In the entries below, find each line bearing the string "image" and copy it.

____ The data

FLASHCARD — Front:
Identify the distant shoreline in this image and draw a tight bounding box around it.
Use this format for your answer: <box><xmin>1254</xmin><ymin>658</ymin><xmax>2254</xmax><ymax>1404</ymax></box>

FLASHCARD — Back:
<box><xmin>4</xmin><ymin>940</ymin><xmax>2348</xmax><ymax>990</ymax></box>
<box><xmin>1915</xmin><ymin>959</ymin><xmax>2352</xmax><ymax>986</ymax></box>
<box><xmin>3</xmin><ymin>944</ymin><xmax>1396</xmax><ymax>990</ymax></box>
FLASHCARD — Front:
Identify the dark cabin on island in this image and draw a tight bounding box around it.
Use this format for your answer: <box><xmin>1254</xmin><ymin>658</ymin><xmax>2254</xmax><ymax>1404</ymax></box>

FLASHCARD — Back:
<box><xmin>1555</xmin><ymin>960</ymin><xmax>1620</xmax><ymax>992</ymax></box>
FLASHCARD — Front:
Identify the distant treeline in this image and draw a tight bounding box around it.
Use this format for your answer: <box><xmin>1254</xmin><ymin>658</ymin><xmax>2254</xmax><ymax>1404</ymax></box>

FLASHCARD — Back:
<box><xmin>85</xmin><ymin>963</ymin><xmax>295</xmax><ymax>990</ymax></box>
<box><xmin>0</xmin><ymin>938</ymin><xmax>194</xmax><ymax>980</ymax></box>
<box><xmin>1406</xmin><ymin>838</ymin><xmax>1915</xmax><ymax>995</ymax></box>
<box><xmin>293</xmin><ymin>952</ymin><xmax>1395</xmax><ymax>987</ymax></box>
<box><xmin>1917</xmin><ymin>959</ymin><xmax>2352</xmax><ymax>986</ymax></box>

________

» Final answer
Identify the distant shoreline in this image and draw a tight bounding box around it.
Identify the dark cabin on island in this image and draw a tight bounding box around it.
Identify the distant treeline in this image and draw a tight bounding box around it.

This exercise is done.